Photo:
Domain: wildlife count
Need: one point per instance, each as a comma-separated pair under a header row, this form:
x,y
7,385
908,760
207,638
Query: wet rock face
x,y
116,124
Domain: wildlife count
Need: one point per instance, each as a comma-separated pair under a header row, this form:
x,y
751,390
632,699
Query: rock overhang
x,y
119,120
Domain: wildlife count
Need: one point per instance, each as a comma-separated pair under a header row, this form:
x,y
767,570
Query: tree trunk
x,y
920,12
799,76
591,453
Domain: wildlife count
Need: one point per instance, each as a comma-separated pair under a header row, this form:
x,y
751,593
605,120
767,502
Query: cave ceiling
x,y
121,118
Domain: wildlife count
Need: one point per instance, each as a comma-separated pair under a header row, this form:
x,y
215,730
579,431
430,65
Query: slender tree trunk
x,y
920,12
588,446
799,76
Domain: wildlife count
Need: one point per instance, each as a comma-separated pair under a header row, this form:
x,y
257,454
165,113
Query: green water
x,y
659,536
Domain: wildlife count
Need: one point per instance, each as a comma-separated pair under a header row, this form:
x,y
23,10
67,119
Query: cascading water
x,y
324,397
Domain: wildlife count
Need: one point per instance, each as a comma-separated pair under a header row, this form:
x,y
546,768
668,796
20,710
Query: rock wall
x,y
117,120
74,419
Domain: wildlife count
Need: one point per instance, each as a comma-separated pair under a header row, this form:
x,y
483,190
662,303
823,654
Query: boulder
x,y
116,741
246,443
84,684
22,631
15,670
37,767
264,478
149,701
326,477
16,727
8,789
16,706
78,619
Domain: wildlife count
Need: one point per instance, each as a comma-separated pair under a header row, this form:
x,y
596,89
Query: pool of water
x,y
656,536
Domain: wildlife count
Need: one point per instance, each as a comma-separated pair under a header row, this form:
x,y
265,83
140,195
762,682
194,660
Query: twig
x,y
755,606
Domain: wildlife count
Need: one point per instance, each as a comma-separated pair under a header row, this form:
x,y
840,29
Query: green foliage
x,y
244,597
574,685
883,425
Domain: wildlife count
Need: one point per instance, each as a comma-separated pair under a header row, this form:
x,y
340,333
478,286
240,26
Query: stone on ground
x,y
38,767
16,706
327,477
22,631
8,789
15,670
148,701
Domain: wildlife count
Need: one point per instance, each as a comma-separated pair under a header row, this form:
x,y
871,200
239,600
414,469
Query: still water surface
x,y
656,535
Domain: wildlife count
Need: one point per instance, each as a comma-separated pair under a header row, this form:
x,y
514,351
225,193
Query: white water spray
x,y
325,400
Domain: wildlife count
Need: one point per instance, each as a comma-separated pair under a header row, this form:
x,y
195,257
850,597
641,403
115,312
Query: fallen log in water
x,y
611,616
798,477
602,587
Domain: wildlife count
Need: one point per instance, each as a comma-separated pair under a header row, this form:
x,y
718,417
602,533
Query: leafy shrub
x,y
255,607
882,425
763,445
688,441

==

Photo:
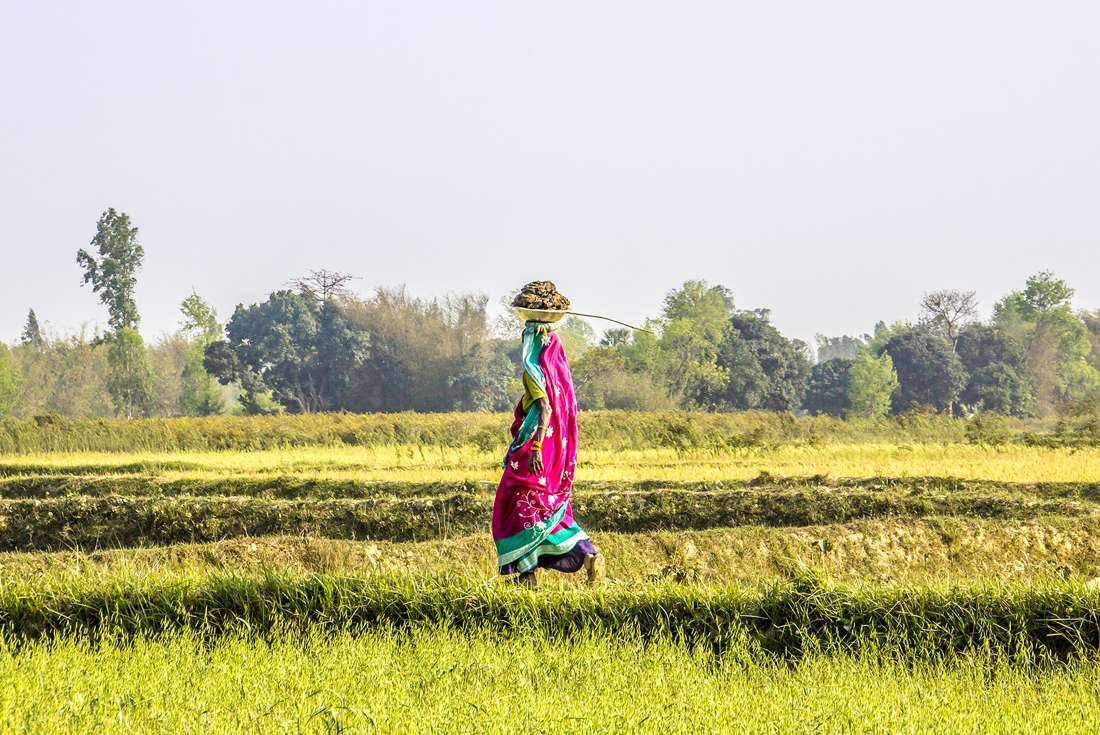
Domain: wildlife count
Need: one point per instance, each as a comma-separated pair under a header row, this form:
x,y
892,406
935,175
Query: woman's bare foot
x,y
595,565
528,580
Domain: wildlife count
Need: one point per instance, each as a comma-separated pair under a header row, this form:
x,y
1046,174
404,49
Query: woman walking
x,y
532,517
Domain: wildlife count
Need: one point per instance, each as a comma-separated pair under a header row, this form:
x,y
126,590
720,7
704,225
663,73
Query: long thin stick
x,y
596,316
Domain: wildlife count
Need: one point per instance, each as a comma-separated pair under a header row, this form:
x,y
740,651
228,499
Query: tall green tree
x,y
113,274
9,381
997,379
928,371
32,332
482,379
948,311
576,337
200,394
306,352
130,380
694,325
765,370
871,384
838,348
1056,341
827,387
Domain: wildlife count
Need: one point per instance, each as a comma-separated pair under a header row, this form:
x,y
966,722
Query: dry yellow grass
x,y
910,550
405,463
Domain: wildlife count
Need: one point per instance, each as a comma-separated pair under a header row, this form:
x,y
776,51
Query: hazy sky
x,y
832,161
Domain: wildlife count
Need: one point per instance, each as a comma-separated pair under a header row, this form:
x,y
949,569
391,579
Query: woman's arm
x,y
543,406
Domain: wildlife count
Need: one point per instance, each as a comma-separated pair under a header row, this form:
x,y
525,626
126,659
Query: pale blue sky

==

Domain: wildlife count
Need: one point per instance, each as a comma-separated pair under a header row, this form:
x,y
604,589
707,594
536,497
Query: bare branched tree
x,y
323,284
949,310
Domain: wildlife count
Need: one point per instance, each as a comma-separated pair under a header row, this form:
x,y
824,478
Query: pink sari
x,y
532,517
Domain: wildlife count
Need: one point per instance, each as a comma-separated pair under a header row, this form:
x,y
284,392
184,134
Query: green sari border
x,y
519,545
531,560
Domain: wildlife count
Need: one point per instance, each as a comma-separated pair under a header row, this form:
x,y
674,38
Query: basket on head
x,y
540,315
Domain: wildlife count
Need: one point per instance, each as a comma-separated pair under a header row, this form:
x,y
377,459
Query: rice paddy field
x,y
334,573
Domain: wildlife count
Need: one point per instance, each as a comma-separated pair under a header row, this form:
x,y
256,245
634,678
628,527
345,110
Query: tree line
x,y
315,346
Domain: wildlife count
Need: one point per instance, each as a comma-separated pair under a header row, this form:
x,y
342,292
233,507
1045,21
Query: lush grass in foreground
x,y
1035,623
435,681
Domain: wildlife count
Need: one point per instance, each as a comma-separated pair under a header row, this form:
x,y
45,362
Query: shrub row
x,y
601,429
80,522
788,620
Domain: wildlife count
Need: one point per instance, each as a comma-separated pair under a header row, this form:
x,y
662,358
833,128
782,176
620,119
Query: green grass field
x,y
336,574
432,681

#### What to do:
In the listing above, find the line holding "Query: dry yellow grass" and the line holding "Query: pale blue sky", then output those two lines and every line between them exactly.

#### Exercise response:
Query: dry yellow grass
x,y
910,550
405,463
Domain: wildlife count
Need: one point per instance, each as a comma-separated pair under a header row, this form:
x,y
776,51
Query: hazy sky
x,y
832,161
Domain: wildlife count
Need: one point per instance, each as a comma-separated pair under a header row, this form:
x,y
949,569
391,579
Query: woman's arm
x,y
543,406
Domain: wildlife count
Need: one point per instance, each as a comma-separated pair under a header row, this form:
x,y
525,626
126,659
Query: pale blue sky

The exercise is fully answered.